[任务说明]
在下面讲 UltraEval-Audio 评估的文章中,从“基于 UltraEval-Audio 的语音大模型评估——自定义数据集和评估实操”到“2. 数据集构建:结构化组织数据源文件。”的这一段,请一字不差地抄写出来。

=== 文章节选 ===

基于 UltraEval-Audio 的语音大模型评估——自定义数据集和评估实操

在这里插入图片描述

引言

UltraEval-Audio 是一个很好用的语音大模型评估工具。官网给的自定义数据集和评估的教程有点简单,这里我进行了实践,并发布了一个详细的版本。

流程

想要在自己的数据集上评估,需要三步:

  1. 评估任务构建:即数据集是用来干嘛的。是来评估语音识别还是情感识别的准确率的?内置有:自动语音识别,语音/音频问答,情感识别等,你可以在 registry/eval_task 中了解详细情况。
  2. 数据集构建:结构化组织数据源文件。
  3. 执行评估:运行 main.py 评估。

评估任务构建

这里我想做一个自动语音识别的评估任务。registry/eval_task 内置的有语音识别,即 registry/eval_task/asr.yaml,那我就直接拿来用了。

asr: # 这是 `registry/eval_task/asr.yaml` 中的原生评估任务的配置
  class: audio_evals.base.EvalTaskCfg
  args:
    dataset: KeSpeech
    prompt: asr
    model: qwen-audio
    post_process: ['json_content']
    evaluator: wer
    agg: wer

asr-xuechao: # 这是我添加的评估任务的配置
  class: audio_evals.base.EvalTaskCfg
  args:
    dataset: xuechao               # 指定默认评估数据集
    prompt: asr-xuechao            # 指定 prompt 所在的 yaml 配置文件路径
    model: qwen-audio-chat-offline # 指定默认评估模型
    post_process: ['json_content'] # 指定后处理方式
    evaluator: wer                 # 指定数据集中单个样本的评估指标
    agg: wer                       # 指定整个数据集的聚合(平均)评估指标

在这里插入图片描述

registry/eval_task/asr.yaml 中已经定义好了一些做语音识别评估任务的配置,这里我又新建了一个名为 asr-xuechao 的配置项。并按照上图评估流程指定:

  • dataset: 数据集
  • prompt:提示词
  • model: 模型
  • post_process: 后处理方式
  • evaluator: 数据集中单个样本的评估指标
  • agg: 整个数据集的聚合(平均)评估指标

评估任务的配置文件构建好了,接下来就需要分别写数据集,提示词,模型,后处理方式,评估器以及聚合器的配置了,所有配置均为 yaml 格式。

=== 存储数据 ===

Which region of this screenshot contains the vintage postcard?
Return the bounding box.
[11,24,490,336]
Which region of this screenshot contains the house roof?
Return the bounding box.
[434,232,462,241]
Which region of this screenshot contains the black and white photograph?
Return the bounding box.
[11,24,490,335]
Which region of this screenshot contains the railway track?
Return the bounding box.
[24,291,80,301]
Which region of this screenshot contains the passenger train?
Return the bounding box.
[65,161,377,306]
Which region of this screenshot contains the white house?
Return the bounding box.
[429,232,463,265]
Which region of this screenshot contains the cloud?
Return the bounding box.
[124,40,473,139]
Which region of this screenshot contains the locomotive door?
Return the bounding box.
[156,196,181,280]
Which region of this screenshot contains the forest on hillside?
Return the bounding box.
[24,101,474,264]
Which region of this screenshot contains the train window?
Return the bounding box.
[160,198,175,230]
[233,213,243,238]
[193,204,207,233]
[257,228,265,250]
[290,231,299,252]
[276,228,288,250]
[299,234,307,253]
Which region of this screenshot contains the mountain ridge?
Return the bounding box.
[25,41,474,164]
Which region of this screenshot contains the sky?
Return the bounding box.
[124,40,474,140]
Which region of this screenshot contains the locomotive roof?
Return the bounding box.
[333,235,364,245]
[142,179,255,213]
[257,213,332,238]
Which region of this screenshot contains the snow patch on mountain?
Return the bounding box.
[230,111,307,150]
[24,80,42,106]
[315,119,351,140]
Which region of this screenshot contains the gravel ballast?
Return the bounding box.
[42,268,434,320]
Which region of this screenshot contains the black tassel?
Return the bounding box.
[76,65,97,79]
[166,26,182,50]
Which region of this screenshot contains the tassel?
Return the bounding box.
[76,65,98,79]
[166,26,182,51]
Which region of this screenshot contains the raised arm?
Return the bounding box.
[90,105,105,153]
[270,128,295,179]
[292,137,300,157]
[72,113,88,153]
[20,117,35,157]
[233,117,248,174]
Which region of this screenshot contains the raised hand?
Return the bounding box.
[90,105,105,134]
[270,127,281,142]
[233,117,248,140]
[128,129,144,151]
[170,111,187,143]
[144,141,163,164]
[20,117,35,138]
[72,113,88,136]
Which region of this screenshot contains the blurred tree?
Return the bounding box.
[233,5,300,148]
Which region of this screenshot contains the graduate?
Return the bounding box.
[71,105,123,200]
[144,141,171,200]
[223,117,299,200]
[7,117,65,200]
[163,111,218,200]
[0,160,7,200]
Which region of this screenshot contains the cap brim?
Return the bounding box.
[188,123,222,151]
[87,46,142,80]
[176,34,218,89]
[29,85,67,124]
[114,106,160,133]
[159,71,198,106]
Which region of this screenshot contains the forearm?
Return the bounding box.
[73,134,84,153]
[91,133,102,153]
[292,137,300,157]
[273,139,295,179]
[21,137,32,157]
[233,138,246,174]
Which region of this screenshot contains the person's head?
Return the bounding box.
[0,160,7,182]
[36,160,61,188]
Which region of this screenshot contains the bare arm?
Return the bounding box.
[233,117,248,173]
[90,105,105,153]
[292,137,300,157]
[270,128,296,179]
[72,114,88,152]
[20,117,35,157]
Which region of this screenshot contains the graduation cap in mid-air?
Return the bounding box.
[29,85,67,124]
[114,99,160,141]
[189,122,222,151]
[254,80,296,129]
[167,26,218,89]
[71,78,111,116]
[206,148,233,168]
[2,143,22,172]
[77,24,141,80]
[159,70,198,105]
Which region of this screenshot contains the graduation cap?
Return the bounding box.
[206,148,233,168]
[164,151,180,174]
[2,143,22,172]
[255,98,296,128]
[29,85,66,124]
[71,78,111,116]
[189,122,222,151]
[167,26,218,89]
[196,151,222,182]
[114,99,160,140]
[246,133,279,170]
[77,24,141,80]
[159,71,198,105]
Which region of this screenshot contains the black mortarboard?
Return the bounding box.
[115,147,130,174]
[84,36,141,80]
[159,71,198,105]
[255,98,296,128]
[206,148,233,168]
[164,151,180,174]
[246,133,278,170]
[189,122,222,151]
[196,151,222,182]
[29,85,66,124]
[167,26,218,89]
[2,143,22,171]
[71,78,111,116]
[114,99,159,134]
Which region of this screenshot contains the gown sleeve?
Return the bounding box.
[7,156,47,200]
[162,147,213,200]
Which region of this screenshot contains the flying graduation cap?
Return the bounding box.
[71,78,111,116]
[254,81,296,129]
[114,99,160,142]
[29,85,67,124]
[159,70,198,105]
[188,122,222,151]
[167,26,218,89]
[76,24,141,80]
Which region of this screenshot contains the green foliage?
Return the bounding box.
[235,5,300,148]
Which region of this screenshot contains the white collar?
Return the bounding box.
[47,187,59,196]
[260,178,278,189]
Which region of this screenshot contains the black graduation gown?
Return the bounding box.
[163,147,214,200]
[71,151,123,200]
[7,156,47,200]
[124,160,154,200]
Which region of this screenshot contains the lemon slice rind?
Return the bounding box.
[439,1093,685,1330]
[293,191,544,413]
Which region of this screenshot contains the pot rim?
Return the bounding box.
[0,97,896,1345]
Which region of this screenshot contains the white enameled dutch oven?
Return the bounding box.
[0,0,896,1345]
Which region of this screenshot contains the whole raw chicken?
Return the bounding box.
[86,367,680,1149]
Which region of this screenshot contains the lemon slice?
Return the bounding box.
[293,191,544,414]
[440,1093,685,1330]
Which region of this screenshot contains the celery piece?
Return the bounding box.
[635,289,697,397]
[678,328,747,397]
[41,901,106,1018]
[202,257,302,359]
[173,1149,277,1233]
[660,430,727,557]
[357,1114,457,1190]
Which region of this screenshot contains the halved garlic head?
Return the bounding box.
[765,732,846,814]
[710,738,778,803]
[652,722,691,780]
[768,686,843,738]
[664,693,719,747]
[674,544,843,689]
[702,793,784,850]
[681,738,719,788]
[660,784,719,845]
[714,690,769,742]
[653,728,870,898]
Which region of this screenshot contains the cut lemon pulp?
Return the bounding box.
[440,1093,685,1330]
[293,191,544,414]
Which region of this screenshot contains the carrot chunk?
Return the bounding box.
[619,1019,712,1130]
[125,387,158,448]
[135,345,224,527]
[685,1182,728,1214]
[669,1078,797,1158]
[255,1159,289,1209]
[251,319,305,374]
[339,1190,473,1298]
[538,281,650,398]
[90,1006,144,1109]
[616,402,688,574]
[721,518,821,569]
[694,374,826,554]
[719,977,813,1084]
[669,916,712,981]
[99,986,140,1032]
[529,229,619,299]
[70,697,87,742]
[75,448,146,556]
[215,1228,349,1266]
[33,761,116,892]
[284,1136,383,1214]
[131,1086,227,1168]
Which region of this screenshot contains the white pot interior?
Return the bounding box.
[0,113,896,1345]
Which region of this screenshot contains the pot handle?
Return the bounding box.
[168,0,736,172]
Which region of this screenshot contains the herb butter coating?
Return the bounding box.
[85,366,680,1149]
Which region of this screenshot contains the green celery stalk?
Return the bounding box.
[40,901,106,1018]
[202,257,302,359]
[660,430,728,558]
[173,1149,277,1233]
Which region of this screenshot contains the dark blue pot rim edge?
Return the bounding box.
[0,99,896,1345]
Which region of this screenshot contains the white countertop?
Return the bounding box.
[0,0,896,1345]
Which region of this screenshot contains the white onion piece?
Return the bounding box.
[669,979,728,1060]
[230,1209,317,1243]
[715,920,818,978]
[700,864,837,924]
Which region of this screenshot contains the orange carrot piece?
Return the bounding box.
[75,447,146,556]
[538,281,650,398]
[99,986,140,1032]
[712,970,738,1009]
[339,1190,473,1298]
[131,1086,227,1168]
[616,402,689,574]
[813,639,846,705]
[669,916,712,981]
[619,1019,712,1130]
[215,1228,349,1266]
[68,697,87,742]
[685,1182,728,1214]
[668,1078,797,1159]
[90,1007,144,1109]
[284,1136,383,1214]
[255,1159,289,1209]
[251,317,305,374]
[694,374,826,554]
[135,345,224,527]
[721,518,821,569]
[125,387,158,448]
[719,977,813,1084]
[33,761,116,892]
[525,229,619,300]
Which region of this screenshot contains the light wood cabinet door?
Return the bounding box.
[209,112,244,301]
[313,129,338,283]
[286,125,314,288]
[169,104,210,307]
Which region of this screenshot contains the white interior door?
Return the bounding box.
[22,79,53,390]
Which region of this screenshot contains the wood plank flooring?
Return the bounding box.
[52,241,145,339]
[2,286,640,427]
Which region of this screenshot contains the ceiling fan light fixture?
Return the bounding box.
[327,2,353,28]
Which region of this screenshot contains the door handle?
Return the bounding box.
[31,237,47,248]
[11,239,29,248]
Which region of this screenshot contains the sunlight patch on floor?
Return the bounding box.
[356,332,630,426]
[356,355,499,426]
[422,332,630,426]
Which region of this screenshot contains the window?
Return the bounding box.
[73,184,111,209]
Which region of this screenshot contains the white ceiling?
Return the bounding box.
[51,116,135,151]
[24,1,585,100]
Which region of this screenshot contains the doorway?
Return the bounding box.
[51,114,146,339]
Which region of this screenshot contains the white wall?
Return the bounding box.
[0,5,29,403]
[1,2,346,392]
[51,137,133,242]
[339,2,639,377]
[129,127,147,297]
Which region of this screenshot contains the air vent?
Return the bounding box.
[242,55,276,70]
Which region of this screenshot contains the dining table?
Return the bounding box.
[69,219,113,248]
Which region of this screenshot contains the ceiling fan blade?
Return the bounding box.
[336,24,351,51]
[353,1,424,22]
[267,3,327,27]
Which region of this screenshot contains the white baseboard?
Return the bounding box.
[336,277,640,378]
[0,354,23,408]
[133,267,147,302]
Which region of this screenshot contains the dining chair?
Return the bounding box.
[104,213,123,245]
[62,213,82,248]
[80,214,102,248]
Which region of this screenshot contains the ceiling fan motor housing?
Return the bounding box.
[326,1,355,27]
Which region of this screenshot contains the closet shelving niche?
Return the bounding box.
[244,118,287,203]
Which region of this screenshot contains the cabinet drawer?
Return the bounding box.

===

[参考答案]
基于 UltraEval-Audio 的语音大模型评估——自定义数据集和评估实操

在这里插入图片描述

引言

UltraEval-Audio 是一个很好用的语音大模型评估工具。官网给的自定义数据集和评估的教程有点简单,这里我进行了实践,并发布了一个详细的版本。

流程

想要在自己的数据集上评估,需要三步:

  1. 评估任务构建:即数据集是用来干嘛的。是来评估语音识别还是情感识别的准确率的?内置有:自动语音识别,语音/音频问答,情感识别等,你可以在 registry/eval_task 中了解详细情况。
  2. 数据集构建:结构化组织数据源文件。